(58)【調査した分野】(Int.Cl.,DB名)
【発明を実施するための形態】
【0011】
以下、図面を参照して、本実施の形態を説明する。
図1は、本発明の実施の形態に係る基板処理装置100の構成を示す図である。
図1に示すように、基板処理装置100は、帯状の基板(例えば、シート状のフィルム部材)Sを供給する基板供給部2と、基板Sの表面(被処理面)Saに対して処理を行う基板処理部3と、基板Sを回収する基板回収部4と、これらの各部を制御する制御部CONTと、を有している。基板処理部3は、基板供給部2から基板Sが送り出されてから、基板回収部4によって基板Sが回収されるまでの間に、基板Sの表面に各種処理を実行するための基板処理装置100を備える。この基板処理装置100は、基板S上に例えば有機EL素子、液晶表示素子等の表示素子(電子デバイス)を形成する場合に用いることができる。
【0012】
なお、本実施形態では、
図1に示すようにXYZ座標系を設定し、以下では適宜このXYZ座標系を用いて説明を行う。XYZ座標系は、例えば、水平面に沿ってX軸及びY軸が設定され、鉛直方向に沿って上向きにZ軸が設定される。また、基板処理装置100は、全体としてX軸に沿って、そのマイナス側(−側)からプラス側(+側)へ基板Sを搬送する。その際、帯状の基板Sの幅方向(短尺方向)は、Y軸方向に設定される。

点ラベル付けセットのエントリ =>
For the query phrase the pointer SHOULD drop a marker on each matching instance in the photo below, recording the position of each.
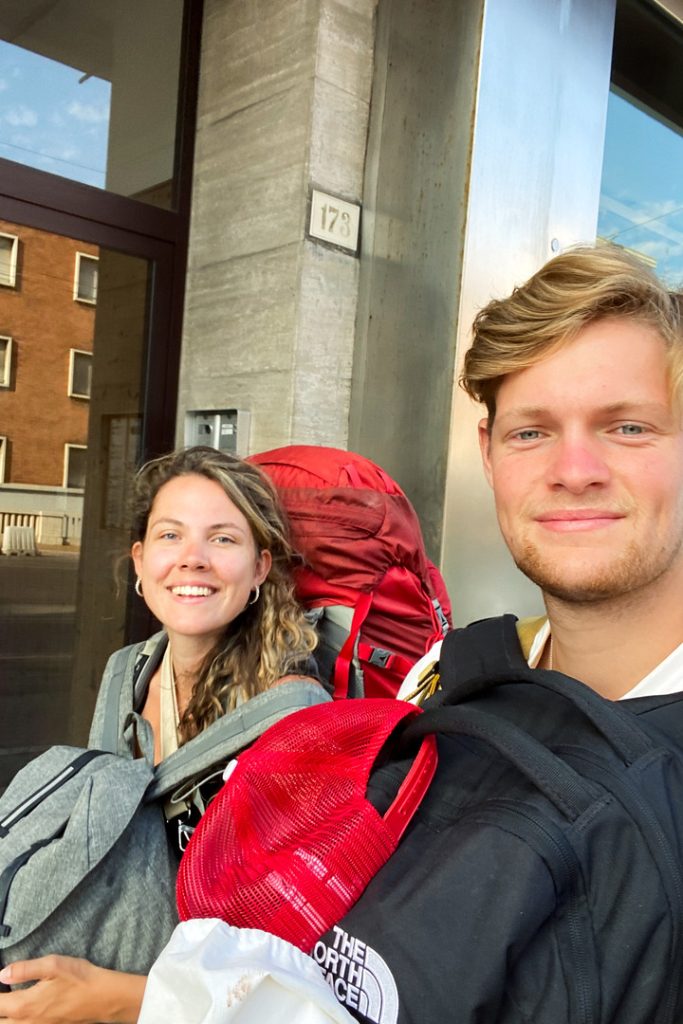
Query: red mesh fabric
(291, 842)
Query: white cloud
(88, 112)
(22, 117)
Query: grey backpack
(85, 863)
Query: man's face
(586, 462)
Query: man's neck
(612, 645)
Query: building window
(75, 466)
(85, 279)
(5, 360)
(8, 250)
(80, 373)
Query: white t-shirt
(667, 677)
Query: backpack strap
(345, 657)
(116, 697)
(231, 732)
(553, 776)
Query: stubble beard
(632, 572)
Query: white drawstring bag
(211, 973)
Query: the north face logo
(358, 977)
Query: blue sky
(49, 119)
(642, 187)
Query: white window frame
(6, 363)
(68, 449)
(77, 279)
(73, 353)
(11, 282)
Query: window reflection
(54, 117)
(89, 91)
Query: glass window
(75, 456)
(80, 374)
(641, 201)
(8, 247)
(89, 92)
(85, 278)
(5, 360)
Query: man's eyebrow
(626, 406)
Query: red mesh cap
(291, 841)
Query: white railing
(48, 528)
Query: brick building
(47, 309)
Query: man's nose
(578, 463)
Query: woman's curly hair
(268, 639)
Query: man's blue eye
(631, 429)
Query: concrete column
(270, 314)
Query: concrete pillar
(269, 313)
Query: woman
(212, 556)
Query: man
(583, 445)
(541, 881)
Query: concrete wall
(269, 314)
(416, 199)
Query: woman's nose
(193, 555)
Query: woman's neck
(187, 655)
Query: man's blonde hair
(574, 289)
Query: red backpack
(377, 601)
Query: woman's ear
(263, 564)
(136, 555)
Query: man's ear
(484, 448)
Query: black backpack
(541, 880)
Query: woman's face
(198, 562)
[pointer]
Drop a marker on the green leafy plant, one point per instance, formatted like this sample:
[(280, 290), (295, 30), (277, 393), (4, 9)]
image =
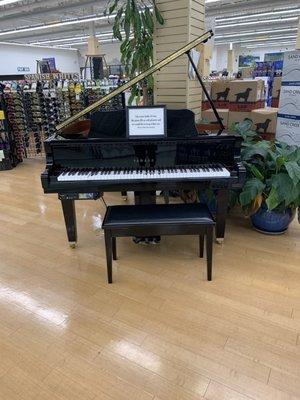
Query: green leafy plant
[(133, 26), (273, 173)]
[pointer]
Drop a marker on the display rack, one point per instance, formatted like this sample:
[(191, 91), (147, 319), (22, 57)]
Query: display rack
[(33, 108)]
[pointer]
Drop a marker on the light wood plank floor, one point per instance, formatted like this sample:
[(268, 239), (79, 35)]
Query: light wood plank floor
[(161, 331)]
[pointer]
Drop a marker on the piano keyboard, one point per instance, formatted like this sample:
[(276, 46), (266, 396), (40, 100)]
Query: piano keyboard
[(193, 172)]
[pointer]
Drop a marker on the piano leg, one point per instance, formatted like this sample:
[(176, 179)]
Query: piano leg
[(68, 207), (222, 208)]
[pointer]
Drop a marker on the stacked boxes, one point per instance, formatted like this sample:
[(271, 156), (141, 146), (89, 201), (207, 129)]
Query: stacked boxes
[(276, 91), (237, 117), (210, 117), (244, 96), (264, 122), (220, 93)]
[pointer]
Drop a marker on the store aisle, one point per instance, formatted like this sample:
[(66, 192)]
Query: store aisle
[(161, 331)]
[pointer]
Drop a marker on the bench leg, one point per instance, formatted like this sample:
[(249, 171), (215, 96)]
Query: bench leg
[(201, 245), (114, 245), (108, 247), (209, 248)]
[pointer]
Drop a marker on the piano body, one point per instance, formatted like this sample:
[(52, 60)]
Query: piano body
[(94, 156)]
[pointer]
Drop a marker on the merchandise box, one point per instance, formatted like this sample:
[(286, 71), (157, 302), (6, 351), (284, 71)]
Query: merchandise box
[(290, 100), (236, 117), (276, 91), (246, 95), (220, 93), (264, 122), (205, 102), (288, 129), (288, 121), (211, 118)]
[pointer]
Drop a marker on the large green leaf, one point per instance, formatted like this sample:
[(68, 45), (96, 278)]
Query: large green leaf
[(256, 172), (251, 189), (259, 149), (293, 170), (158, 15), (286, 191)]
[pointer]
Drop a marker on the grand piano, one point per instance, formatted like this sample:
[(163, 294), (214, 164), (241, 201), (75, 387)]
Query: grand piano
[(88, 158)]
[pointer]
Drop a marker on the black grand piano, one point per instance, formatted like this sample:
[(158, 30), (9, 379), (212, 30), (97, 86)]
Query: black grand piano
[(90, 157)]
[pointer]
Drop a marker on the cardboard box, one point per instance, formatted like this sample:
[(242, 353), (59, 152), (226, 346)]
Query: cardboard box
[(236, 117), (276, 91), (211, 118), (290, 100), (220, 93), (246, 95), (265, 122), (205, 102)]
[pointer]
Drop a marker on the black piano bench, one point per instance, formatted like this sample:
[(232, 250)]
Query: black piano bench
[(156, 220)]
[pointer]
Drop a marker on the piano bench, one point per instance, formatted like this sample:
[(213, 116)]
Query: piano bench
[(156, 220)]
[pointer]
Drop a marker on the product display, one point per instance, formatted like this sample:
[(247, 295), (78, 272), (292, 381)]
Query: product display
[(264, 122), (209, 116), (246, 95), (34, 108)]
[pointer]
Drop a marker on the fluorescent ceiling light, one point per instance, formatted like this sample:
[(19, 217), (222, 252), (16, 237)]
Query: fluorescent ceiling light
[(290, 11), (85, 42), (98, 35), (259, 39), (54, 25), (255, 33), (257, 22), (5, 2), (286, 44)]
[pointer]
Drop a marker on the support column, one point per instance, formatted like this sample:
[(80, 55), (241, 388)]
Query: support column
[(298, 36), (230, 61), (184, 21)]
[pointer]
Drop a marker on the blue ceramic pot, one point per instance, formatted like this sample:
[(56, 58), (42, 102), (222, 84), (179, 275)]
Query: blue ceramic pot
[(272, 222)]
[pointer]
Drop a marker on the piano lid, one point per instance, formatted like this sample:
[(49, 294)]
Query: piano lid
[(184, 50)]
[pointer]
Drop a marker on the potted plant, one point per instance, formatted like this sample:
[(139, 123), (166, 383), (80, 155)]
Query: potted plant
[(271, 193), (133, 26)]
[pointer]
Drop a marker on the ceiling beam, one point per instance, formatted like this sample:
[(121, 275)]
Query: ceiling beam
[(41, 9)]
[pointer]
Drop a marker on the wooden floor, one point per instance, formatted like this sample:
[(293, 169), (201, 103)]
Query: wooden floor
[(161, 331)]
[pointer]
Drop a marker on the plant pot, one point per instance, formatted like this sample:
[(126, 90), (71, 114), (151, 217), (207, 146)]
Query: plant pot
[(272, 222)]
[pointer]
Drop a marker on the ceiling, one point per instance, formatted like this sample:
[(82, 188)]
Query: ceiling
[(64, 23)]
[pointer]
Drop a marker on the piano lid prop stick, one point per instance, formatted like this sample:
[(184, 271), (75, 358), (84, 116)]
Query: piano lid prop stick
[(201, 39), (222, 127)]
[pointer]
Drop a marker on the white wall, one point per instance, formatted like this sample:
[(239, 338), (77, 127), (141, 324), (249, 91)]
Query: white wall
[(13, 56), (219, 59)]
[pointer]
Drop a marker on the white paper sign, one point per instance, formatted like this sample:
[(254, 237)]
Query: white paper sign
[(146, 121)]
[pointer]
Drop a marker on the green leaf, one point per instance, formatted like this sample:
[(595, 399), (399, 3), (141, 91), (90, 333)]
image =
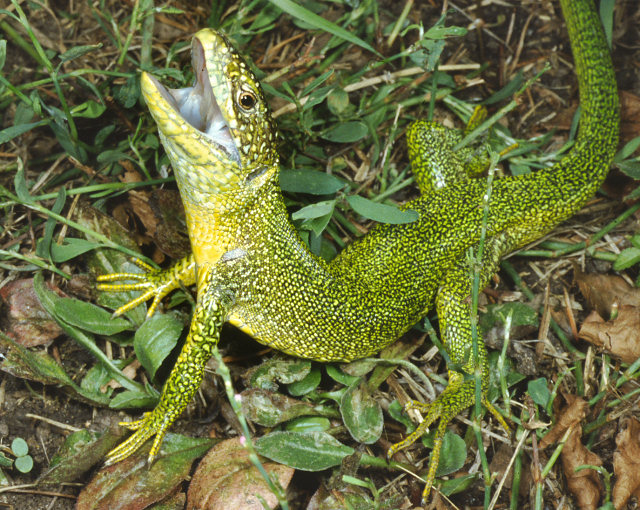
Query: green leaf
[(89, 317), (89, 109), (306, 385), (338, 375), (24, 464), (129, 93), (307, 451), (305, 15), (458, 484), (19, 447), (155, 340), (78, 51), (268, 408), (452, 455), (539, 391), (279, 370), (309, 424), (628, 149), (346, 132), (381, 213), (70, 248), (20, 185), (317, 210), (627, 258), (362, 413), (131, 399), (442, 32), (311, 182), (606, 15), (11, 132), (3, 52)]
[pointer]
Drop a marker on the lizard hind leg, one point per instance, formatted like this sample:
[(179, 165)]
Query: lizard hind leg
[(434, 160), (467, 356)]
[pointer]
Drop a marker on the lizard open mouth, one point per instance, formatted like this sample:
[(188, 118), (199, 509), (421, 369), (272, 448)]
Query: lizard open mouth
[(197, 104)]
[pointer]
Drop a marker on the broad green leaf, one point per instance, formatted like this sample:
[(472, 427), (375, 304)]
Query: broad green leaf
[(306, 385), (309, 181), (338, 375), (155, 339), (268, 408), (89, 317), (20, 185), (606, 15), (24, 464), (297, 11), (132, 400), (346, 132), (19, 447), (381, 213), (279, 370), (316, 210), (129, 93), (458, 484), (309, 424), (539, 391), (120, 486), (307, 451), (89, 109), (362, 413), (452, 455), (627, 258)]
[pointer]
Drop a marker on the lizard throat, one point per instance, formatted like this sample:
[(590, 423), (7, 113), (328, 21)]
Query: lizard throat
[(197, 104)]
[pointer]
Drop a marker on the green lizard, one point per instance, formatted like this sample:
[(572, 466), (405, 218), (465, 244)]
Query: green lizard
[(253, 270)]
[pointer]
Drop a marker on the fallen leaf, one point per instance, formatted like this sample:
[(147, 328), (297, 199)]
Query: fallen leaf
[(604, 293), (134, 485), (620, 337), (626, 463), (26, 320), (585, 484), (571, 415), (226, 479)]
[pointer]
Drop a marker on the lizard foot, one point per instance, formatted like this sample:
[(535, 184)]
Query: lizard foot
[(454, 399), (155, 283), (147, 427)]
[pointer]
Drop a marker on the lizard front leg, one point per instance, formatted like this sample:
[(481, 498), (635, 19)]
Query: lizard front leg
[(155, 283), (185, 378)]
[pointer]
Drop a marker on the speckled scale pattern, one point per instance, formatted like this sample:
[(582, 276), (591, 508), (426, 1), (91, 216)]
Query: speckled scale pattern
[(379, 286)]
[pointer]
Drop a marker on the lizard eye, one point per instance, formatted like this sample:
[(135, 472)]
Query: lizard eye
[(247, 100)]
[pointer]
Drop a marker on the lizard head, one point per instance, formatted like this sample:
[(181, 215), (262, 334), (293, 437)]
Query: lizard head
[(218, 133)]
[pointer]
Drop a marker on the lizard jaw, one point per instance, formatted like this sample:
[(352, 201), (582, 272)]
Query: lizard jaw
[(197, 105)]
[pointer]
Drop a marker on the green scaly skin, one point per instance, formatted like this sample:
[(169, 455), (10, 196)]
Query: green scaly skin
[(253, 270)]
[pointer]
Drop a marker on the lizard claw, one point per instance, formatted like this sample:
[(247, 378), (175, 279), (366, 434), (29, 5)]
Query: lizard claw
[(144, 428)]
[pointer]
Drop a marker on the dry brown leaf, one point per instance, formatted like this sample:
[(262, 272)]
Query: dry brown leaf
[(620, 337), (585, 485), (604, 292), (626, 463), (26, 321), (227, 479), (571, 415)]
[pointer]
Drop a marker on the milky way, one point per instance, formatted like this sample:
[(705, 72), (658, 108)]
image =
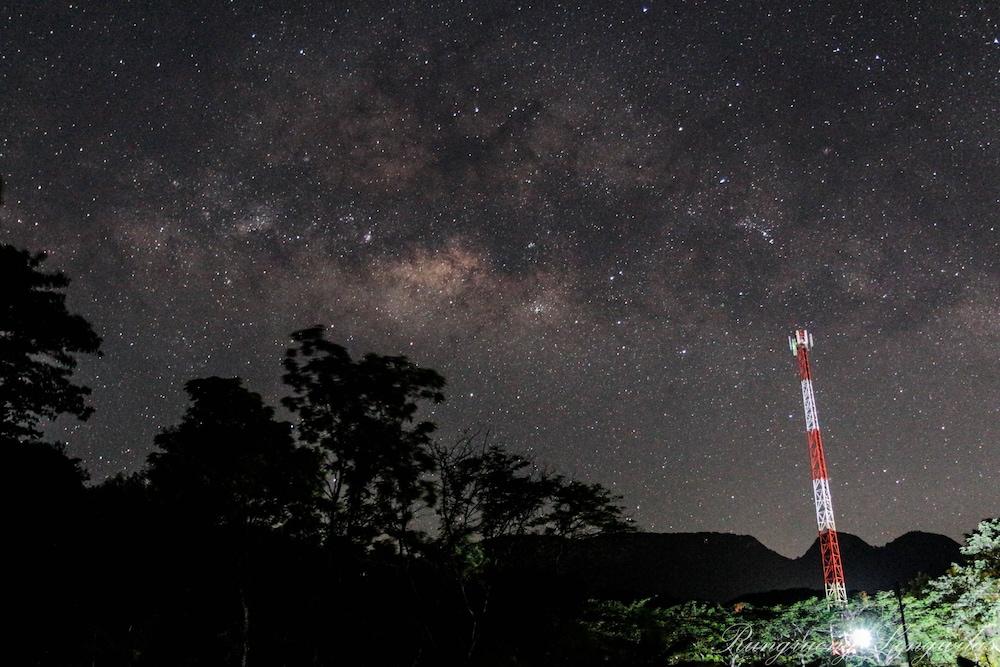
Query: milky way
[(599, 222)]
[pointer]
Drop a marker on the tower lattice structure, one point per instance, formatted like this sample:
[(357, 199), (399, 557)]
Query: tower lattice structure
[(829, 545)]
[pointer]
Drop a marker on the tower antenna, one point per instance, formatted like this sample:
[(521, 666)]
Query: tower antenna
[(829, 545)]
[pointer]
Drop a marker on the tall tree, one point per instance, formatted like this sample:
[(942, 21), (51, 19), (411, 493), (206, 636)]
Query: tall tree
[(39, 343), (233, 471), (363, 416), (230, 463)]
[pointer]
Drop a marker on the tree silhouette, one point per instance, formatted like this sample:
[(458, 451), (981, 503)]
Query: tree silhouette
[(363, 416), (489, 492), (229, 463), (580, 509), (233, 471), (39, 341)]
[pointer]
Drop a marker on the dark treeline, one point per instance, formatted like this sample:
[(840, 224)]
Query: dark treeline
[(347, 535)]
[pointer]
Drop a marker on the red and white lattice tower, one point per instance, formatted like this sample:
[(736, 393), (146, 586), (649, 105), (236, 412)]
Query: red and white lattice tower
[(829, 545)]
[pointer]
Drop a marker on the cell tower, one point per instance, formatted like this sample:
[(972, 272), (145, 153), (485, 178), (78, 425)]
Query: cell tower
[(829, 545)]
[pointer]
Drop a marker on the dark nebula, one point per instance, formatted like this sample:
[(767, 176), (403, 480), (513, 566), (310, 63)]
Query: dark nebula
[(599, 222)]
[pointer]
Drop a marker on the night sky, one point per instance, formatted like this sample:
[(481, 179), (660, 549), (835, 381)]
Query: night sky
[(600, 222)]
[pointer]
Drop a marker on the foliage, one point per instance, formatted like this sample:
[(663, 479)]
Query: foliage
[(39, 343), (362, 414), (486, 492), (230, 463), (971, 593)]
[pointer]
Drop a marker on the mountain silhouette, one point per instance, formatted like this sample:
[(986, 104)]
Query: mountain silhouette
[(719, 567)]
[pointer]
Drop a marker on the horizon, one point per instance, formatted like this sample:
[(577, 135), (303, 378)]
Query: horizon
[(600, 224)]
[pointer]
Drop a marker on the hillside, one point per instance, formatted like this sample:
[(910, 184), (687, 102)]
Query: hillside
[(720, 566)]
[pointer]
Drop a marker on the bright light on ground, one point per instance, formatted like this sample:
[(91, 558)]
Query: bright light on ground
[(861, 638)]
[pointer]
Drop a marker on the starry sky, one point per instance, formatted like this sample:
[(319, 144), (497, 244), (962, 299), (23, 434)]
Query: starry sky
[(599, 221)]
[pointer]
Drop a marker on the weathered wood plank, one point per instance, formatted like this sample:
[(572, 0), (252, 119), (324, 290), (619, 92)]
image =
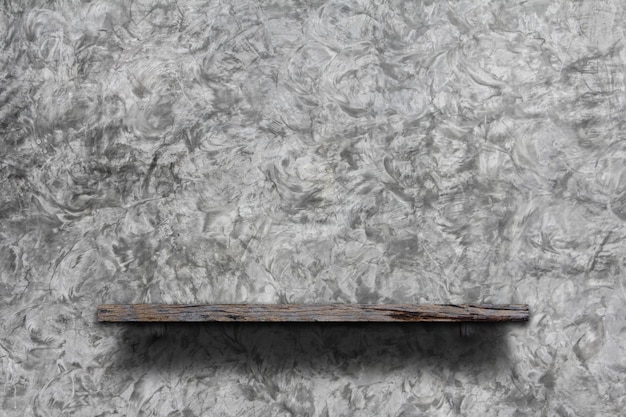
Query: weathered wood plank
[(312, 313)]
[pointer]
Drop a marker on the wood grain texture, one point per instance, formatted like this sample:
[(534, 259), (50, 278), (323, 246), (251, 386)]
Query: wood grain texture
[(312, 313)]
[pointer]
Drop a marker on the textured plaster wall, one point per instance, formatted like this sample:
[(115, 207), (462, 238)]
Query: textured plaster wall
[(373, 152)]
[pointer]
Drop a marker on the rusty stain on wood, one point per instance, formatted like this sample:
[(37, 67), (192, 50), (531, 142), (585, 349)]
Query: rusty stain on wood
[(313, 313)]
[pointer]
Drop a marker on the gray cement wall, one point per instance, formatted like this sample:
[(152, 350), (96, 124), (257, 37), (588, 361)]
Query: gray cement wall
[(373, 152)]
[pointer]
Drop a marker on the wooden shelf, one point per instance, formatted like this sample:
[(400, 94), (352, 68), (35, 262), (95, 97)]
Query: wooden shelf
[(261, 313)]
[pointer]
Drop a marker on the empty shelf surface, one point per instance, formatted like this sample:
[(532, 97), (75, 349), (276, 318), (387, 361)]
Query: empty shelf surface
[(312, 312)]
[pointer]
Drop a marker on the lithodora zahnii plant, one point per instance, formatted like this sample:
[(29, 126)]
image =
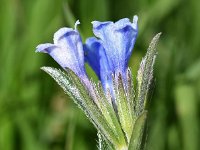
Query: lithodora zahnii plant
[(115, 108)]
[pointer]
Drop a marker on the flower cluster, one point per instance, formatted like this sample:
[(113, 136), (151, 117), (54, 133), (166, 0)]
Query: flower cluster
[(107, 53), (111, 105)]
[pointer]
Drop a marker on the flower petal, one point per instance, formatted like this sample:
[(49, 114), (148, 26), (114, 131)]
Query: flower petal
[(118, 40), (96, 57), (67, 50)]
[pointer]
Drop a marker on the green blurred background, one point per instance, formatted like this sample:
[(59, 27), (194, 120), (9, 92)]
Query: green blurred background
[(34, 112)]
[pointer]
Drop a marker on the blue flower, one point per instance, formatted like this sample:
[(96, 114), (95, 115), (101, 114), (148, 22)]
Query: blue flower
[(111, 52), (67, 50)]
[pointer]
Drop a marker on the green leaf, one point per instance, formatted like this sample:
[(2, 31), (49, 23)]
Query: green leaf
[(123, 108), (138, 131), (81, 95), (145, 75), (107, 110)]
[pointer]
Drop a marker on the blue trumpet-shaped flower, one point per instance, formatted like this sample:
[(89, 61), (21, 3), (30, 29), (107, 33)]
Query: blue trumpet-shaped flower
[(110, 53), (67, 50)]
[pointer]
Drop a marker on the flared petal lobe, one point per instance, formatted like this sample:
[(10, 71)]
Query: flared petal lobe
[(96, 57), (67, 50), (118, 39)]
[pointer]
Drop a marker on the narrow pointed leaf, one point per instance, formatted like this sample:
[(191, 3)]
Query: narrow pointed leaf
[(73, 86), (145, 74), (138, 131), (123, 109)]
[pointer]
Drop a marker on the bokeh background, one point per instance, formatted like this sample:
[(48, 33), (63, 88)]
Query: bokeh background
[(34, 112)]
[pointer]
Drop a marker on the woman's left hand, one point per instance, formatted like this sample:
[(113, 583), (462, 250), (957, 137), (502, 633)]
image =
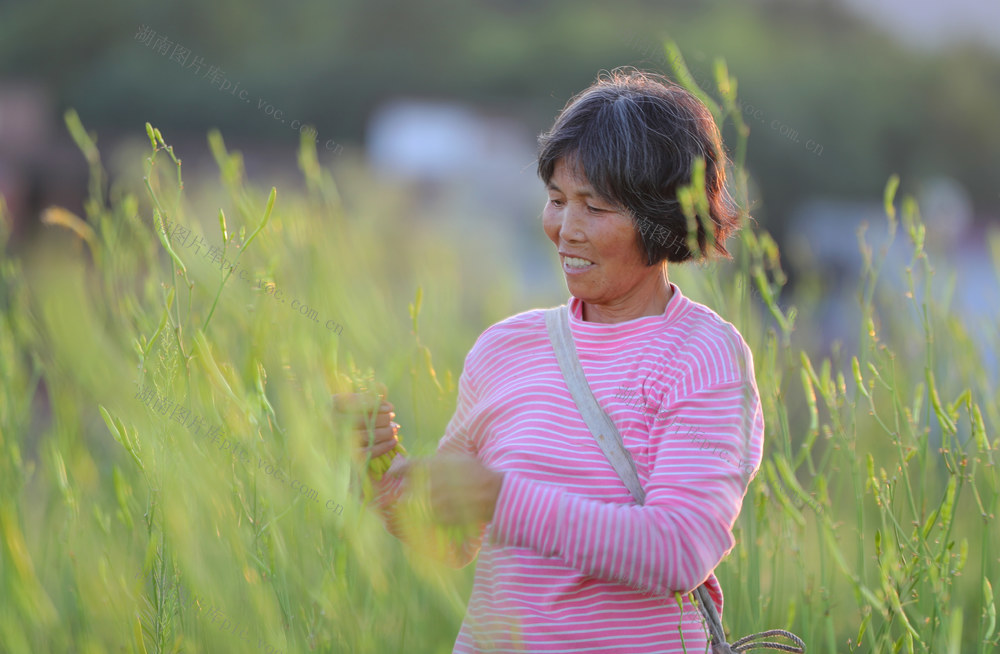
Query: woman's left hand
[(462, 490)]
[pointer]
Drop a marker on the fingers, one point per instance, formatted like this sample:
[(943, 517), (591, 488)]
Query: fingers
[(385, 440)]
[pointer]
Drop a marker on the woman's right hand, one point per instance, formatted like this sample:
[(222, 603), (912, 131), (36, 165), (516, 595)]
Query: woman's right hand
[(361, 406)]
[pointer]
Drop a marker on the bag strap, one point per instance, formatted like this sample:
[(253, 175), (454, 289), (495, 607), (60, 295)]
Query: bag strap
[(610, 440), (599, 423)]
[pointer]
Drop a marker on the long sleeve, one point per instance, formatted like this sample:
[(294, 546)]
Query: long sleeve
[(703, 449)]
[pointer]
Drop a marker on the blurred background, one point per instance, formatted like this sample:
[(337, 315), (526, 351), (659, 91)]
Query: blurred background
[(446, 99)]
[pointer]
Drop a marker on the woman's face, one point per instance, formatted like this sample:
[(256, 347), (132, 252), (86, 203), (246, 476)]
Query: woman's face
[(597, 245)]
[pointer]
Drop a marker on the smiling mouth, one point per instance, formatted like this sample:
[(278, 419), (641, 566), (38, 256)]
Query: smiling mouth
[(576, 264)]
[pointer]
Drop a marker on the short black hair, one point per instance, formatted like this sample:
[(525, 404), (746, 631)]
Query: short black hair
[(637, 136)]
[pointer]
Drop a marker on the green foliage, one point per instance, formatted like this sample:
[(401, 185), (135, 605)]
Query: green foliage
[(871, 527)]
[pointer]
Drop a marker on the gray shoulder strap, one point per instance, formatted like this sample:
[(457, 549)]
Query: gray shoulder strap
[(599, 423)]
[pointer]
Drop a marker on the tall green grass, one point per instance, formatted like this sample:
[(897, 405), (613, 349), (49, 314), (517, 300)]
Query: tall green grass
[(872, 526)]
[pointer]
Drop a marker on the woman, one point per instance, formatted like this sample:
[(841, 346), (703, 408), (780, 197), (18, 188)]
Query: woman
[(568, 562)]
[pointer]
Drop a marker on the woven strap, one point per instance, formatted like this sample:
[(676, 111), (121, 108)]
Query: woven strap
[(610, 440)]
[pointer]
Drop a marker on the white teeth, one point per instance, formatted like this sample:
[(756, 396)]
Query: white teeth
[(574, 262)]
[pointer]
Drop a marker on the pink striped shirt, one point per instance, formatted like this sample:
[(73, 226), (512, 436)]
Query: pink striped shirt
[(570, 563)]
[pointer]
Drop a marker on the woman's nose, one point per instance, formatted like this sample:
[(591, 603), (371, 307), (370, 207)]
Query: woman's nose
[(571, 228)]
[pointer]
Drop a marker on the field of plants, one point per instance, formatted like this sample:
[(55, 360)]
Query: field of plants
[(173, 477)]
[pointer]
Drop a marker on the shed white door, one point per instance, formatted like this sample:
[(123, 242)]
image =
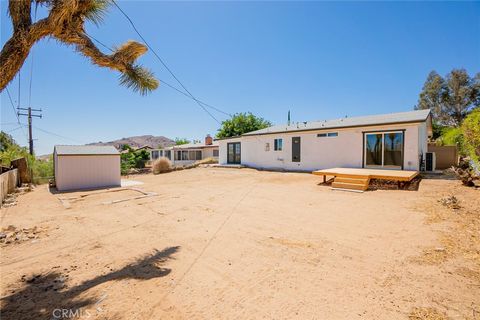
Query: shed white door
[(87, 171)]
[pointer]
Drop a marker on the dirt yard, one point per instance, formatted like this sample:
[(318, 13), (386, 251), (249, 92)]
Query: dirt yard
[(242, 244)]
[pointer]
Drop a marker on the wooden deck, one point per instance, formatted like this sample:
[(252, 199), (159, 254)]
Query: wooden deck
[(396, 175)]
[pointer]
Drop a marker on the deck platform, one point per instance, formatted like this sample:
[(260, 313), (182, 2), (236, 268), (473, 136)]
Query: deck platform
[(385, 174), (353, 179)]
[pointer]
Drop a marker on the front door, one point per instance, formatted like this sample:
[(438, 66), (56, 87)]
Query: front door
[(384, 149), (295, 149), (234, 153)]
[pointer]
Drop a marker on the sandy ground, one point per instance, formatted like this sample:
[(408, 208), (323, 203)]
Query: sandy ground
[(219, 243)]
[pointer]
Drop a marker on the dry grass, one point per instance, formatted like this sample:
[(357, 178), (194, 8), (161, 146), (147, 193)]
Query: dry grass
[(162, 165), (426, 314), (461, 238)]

やること => 提示された文章では、帯状の基板Sの幅方向はどの軸の方向に設定されていますか。

答え全文 => Y軸方向に設定されています。